* [What you need to do]:
Pick out and copy every line of the items below that contains the word "positive". Case counts, so match it exactly.

* [Extracted information]:
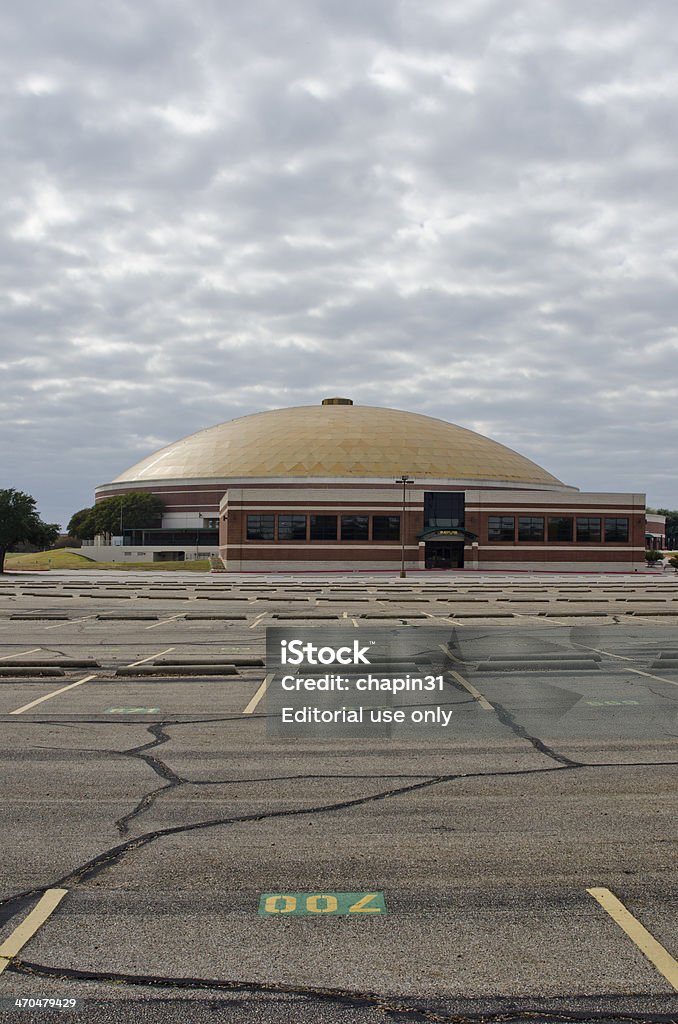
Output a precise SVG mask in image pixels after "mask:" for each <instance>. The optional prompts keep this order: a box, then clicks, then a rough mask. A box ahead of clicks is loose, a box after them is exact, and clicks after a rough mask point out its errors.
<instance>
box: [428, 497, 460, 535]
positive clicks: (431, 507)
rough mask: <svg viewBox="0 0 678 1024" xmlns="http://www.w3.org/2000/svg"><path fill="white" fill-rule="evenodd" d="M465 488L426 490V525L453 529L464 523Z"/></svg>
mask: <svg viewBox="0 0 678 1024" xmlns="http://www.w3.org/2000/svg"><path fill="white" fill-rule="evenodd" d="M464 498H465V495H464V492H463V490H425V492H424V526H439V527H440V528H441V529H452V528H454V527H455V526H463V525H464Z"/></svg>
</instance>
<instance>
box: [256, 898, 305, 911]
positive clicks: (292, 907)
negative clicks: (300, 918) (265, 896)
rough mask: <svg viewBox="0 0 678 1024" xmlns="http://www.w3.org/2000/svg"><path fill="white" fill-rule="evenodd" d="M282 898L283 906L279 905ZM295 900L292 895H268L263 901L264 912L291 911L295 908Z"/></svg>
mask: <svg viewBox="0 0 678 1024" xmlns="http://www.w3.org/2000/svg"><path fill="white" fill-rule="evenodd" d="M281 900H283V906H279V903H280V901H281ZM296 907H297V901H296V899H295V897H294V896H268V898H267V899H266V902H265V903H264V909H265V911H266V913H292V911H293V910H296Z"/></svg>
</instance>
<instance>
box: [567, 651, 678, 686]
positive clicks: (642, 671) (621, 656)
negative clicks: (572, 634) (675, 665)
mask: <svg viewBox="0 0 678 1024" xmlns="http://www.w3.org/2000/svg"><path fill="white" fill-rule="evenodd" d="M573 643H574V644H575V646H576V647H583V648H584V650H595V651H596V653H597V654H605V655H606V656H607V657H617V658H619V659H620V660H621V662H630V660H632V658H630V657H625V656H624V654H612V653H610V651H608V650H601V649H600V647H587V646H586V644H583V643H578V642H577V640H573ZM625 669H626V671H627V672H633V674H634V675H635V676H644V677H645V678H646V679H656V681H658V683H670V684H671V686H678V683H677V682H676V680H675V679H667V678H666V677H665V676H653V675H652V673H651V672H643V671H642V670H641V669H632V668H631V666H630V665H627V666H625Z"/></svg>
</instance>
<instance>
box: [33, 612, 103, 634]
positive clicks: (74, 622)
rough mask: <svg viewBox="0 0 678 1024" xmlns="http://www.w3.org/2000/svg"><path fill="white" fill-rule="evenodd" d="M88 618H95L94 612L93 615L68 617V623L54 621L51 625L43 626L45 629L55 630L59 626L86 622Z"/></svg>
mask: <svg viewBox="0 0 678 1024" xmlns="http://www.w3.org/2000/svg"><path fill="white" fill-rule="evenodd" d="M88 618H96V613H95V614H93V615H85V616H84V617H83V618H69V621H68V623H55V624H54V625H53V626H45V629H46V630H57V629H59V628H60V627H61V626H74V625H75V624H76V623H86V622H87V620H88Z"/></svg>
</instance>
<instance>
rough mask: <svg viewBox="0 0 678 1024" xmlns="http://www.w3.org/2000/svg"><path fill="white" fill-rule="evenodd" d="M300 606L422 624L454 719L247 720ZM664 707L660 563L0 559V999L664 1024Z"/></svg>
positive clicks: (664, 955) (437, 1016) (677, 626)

* [Solved exercise]:
positive clicks: (431, 507)
positive clicks: (292, 907)
positive clicks: (642, 671) (621, 656)
positive clicks: (74, 622)
positive clicks: (664, 955) (437, 1016) (677, 626)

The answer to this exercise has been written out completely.